Work item: Nothing in the records should be left out; transcribe them exactly.

(Stored records)
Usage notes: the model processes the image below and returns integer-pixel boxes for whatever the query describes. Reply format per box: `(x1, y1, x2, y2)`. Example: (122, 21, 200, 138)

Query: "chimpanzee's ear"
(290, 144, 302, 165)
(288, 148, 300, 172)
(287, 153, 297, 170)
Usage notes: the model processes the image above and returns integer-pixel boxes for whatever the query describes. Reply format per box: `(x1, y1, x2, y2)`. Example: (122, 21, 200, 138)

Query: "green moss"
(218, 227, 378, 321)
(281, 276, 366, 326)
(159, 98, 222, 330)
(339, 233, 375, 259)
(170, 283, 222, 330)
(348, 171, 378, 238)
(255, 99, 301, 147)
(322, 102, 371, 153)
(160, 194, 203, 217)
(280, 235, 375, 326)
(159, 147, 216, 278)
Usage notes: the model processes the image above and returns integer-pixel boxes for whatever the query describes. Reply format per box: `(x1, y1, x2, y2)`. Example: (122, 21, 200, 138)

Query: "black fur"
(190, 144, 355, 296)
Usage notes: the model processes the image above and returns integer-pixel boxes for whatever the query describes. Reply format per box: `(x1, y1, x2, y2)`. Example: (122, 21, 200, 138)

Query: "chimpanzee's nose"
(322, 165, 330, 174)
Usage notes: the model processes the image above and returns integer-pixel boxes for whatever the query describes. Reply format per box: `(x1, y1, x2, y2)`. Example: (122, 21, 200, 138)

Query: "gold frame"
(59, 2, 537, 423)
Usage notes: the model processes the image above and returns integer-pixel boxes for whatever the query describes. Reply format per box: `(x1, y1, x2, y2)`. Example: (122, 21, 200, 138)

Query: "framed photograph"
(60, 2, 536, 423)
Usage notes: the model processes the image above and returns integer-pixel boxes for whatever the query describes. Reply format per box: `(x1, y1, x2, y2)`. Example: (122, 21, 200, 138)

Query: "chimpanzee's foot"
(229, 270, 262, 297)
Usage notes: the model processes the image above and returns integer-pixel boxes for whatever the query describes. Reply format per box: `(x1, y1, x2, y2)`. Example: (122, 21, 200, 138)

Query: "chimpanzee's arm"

Response for this exercise:
Usage notes: the model processes the image below and returns integer-pixel boxes for whatever the query describes. Reply format per box: `(x1, y1, x2, y2)`. Example: (122, 21, 200, 138)

Query: "chimpanzee's ear"
(290, 144, 302, 165)
(288, 148, 300, 172)
(287, 153, 297, 170)
Usage notes: the model processes the image above and returns integer-pixel boxes for whatever the query describes. Reply format per box: `(x1, y1, x2, y2)`. Example: (122, 21, 200, 138)

Query: "green moss"
(218, 227, 378, 321)
(281, 276, 366, 326)
(159, 98, 222, 330)
(339, 233, 375, 259)
(170, 283, 222, 330)
(348, 171, 378, 238)
(255, 99, 301, 147)
(322, 102, 371, 153)
(160, 194, 203, 217)
(280, 235, 375, 326)
(159, 147, 216, 278)
Usage notes: the model processes the image above and returns integer-pixel boxes for whatever the query describes. Reply format per box: `(x1, y1, x2, y2)`. Example: (122, 21, 200, 138)

Query: "black fur"
(190, 144, 355, 296)
Usage notes: the model processes the image above and returns integer-pixel boxes for whatever the query describes. Reply format per box: `(x1, y1, x2, y2)`. Example: (122, 21, 200, 138)

Query: "chimpanzee's nose"
(322, 165, 330, 174)
Usage notes: the model processes the image above and returns integer-pixel boxes for whatever the query describes. Reply format per box: `(x1, y1, x2, y2)`. Example: (122, 21, 200, 138)

Query: "gold frame"
(59, 2, 537, 423)
Usage notes: the model processes the image above and returns integer-pixel boxes for whatever the query describes. Reply format per box: `(x1, y1, x2, y2)`. Example: (122, 21, 200, 138)

Query: "framed photograph"
(60, 2, 536, 423)
Usage notes: the model processes the image above and returns integer-pixel boxes for whatever the query describes. Reply format per box: `(x1, y1, x2, y2)`. Example: (122, 21, 200, 138)

Query: "chimpanzee's foot"
(229, 270, 262, 297)
Usage notes: the model processes the image above and returns integer-pixel boxes for whatever the query describes. Reply format per box: `(x1, y1, x2, y2)`. Example: (122, 21, 200, 138)

Query: "chimpanzee's arm"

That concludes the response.